'''

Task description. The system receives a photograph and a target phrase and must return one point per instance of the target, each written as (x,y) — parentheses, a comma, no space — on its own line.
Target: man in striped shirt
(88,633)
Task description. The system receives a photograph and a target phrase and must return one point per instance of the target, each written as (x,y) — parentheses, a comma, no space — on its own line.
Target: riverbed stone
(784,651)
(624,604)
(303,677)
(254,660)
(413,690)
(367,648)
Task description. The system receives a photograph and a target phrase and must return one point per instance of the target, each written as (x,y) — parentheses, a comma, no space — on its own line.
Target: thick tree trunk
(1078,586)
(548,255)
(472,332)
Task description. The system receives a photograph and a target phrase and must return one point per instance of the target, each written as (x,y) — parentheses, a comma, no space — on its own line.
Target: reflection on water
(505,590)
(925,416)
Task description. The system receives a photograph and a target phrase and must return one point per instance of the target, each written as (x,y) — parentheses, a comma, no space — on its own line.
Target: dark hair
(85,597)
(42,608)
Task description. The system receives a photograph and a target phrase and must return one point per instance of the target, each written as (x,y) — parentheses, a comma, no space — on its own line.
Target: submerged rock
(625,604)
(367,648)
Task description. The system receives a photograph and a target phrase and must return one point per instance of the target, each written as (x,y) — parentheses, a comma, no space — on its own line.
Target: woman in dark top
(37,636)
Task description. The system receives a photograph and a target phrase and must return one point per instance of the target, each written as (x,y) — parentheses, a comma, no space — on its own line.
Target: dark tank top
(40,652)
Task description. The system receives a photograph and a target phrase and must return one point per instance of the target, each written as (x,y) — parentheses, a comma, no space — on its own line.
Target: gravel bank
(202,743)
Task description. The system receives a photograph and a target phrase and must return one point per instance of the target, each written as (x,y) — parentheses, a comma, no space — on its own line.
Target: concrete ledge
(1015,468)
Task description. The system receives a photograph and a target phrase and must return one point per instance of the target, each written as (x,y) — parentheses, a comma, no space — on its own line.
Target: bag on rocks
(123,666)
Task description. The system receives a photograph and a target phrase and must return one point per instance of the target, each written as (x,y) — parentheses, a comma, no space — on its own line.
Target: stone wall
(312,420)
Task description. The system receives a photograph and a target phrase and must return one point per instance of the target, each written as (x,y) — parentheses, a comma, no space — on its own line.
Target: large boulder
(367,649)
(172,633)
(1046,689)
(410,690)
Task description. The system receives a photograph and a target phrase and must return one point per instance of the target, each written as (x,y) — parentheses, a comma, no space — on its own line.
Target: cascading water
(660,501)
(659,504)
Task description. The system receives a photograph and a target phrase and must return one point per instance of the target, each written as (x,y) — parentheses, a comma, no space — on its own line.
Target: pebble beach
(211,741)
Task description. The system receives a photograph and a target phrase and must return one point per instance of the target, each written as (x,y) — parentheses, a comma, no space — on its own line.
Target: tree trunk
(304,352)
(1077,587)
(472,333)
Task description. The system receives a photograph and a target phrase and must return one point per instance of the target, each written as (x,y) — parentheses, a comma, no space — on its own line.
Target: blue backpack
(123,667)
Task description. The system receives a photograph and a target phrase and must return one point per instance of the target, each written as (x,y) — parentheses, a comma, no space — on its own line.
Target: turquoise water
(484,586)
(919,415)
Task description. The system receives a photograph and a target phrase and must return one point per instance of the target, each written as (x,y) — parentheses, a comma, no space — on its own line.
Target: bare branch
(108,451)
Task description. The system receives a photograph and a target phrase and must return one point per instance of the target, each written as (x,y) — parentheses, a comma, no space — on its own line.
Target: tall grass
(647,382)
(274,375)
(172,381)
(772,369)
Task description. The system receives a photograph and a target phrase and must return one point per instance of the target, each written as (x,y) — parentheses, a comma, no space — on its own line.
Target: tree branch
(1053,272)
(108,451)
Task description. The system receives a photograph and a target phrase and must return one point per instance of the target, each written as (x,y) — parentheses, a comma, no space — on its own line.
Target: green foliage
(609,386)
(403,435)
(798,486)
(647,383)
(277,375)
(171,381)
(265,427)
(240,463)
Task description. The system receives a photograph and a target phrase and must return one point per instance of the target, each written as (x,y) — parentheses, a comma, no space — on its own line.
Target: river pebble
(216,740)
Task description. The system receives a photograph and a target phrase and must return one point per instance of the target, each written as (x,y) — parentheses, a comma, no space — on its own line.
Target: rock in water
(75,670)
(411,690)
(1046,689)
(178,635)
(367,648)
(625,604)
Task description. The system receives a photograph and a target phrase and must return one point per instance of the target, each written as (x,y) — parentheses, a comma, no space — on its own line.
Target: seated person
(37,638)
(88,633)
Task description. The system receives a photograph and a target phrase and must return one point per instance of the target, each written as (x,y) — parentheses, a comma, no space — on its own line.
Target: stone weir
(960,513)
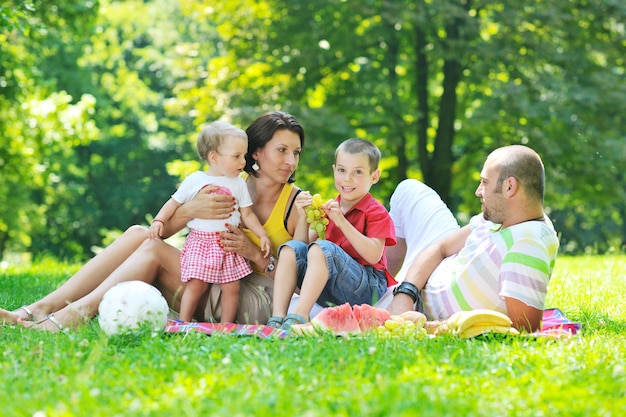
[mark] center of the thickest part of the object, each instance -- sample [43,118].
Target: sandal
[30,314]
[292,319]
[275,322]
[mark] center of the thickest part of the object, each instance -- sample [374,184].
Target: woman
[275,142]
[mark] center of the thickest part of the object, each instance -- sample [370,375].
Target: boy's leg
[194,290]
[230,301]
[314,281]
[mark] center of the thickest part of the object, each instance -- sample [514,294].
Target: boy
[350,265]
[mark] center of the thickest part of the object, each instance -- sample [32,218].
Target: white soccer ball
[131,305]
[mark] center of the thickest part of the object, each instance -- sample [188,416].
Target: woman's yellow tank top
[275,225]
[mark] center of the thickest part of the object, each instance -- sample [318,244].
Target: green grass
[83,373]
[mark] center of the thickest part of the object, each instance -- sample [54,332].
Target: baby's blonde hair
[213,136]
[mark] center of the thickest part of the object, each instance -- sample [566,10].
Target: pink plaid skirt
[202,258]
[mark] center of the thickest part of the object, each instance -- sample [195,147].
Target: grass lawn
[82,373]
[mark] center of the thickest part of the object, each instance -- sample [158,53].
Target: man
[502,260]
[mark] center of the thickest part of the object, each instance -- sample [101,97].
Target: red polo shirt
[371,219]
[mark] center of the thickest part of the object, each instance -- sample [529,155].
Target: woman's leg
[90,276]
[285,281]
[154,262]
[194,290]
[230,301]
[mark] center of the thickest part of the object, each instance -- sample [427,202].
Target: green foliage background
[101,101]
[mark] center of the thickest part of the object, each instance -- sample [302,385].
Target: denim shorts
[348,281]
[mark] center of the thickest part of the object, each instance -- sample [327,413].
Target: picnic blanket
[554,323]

'''

> [Work instructions] All of the material above should be reproduced exactly, except the pictures.

> [Solution]
Task description. The system receives a photograph and a target phrase and must return one point per instance of the target, each written as (x,y) — parentheses, a comma, no space — on its own line.
Target: man in striped shirt
(88,633)
Task description. The system receives a photograph and a target phrase and must return one point per instance of the target, each written as (x,y) — parentheses, a comma, no space — on its own line.
Target: riverbed stone
(784,651)
(624,604)
(303,677)
(254,660)
(413,690)
(367,648)
Task description. The system receives a photograph and a target phrase and must return one point per instance of the target, each written as (x,y) — parentheses, a comma, no space — on its own line.
Target: thick tree trunk
(1078,586)
(548,255)
(472,332)
Task description. The system receives a photograph and a target phrase and must return one point per instance of the target, each written as (x,y) — parentheses, a comma, no space — on its own line.
Target: reflection on water
(505,590)
(925,416)
Task description. The system receives a photograph and a target phrase and must return one point per instance of the target, each written as (x,y) — parentheses, a comma, no space — on its own line.
Target: dark hair
(85,597)
(42,608)
Task description. The system receives a photograph and a target phrase and must return one point per instance of the target, each written as (x,y) — parentheses, a comma, no space — on its own line.
Target: submerged rock
(625,604)
(367,648)
Task description. The system receives a photograph and a target phrase and must return one point per instance of the target, each written as (x,y) — parentheses, a comma, no space — on its own line.
Target: woman in dark top
(37,636)
Task description. The system receives a photograph and a target phrase and must return one point per instance of the target, each written as (x,y) — parentheses, a comma, no space — on its own line.
Target: dark tank top
(40,652)
Task description. The system receives a photograph and a target phrase and must return one point per instance of the target, each written as (x,y) — parentheses, a comma, no space — on its own line.
Target: gravel bank
(202,743)
Task description. The system receives a photograph and a target phrase and must return one point per instance of the target, each written as (x,y) — parentheses, a comma, no space — on its own line.
Target: concrete ledge
(1015,468)
Task description. The system receives a photograph and a target phrase and must return one point per instance of the target, each written as (x,y) — parentheses, a comma, no space — on its own line.
Target: bag on rocks
(123,666)
Task description. The system receives a photograph and a target phrase and must return one point per instance of the target, each written as (x,y) — parentheses, a comma, no space — on its own line.
Target: stone wall
(312,420)
Task description. The system receives a photograph and a target phrase and must return one point per instance of the target, each written as (x,y) — parentheses, a comma, no space — on its own line.
Target: large boulder
(367,649)
(172,633)
(1046,689)
(410,690)
Task description. The system receives a photograph and a target phrase and must return one point per instance of the target, each written as (x,y) — parentheses, a comma, no space — on its own line.
Target: cascading water
(660,501)
(659,504)
Task description. The system receives a photograph and a target phrase and must return one point per instance of the target, each written as (x,y) — parentheses, a comma, no space — on its own line.
Target: pebble beach
(211,741)
Task description. The system receives a photograph and a target phrase and must return one point per instance of the target, each written as (x,y) — parentheses, a comma, no space — on its own line.
Target: tree trunk
(304,352)
(1077,587)
(472,333)
Task description. The system receives a photograph and a target phrase and must return one point per instance of the target, each written as (x,y) — parentheses, a comma, no space — on its own line.
Target: blue backpack
(123,667)
Task description. The system receives a photograph and a target phrase and must return one point per instance of the target, each written as (x,y) — parentheses, a comma, no space — on its own line.
Target: turquoise water
(484,586)
(919,415)
Task description. The system receives a photograph and a target phrase and must return one point per instance of the target, each written as (x,y) — parentheses, a comma, no space — on its own line.
Target: bare branch
(108,451)
Task description. The system receives a photograph and a target phrase and must return one point per instance of the target, each written as (x,y) — parentheses, a comma, no space — on its own line.
Target: tall grass
(647,382)
(274,375)
(172,381)
(772,369)
Task description. The system receives a photograph and a target phrase and must return one point per instance of the target, each written as (x,y) — parentheses, a comma, no space — on its own line.
Target: tree branch
(1053,272)
(108,451)
Task description. The system receives a photograph and a target phrase and must return one point per instance of the target, each written as (x,y) — parentheses, a comma, no space — on its own line.
Target: green foliage
(609,386)
(403,435)
(798,486)
(647,383)
(277,375)
(171,381)
(265,427)
(240,463)
Task description. The system receives a photograph and a target phrase and must return one point per instance of the target, each written as (x,y) — parentheses, a comma, no space — on its own line.
Target: river pebble
(216,740)
Task description. The system receives a photograph and a target phrase and must return one point per instance of the target, each written as (x,y) — parentheses, a comma, no space — on its own line.
Target: rock in water
(75,670)
(411,690)
(1046,689)
(178,635)
(367,648)
(625,604)
Task description. The system receives a photograph and a target phrase and must return one point per instance of the target, each written as (x,y) — parentheses, a comma, no space — on its own line.
Target: seated person
(37,638)
(88,633)
Task description. The system receives a photograph and a target phrase and must return one point per instance of the target, each written as (x,y) — parentheses, a comma, no space — on its own line.
Target: stone weir
(960,513)
[mark] center of the thickest part of the object, each instance -- sample [43,118].
Target: sandal
[30,314]
[292,319]
[275,322]
[mark] center of the thickest part of the object, each instance -- sample [374,184].
Target: woman
[275,142]
[mark] center of the thickest part of the object, each instance -- sample [370,375].
Target: boy's leg
[194,290]
[230,301]
[314,281]
[mark] center of the thickest part of the object, each instance -- sample [514,294].
Target: boy
[350,265]
[mark] center of the thickest part of the object, each instance -- sample [32,218].
Target: white soccer ball
[131,305]
[mark] center of the thickest part of the object, each instance -- sample [188,416].
Target: woman's yellow tank top
[275,225]
[mark] center of the thickest part of the object, each instance -- sample [318,244].
Target: green grass
[83,373]
[mark] center of the thickest part of the object, each instance -- sample [54,332].
Target: baby's blonde hair
[213,136]
[mark] center of the thickest part of the object, each instance -- sample [566,10].
Target: pink plaid skirt
[202,258]
[mark] center of the thickest part of the object, each instance -- sample [195,147].
Target: grass lawn
[82,373]
[mark] center of the thickest part of the object, each instance -- sample [158,53].
Target: man
[502,260]
[mark] center of the thickest part of the object, each instance -- sample [101,97].
Target: red polo shirt
[371,219]
[mark] center of the thickest part of the object, each instance -- sample [529,155].
Target: woman's leg
[90,276]
[285,281]
[154,262]
[194,290]
[230,301]
[mark] center of the thickest part of the object, each instance -- sample [427,202].
Target: green foliage background
[101,101]
[mark] center of the thickest part of the object, each instance -- sample [302,385].
Target: denim shorts
[348,281]
[mark] center of the thickest part of the object, each instance -- sample [327,413].
Target: picnic blanket
[554,323]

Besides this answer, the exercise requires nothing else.